_Supplied information_.
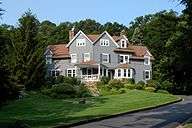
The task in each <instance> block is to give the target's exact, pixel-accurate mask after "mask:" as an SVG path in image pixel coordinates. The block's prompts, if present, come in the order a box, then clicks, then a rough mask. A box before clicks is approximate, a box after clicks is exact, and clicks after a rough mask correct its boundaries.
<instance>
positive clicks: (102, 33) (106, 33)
...
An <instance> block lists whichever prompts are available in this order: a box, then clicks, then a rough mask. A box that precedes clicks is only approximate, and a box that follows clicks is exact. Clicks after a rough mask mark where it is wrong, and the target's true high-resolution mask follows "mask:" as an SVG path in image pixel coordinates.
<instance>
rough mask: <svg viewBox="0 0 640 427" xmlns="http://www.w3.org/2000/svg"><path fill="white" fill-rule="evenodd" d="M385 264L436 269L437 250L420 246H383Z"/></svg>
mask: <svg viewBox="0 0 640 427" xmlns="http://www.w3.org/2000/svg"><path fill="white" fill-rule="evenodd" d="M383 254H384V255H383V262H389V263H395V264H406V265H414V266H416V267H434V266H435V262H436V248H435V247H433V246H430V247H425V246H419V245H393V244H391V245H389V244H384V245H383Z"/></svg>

_Your goal_. Write out the lines from the line with "The task in" to the line with "positive clicks: (102, 33) (106, 33)", both included, with nothing changed.

_Answer_.
The task in each <instance> block is to give the target's exact, pixel-accurate mask after "mask:" as an SVG path in image pixel coordinates. The block's prompts, if present, come in the order a box, then clicks, then a rough mask. A box before clicks is approximate, a box after clicks is exact, and clicks after a rough mask correct its boundaries.
<instance>
positive clicks: (102, 33) (106, 33)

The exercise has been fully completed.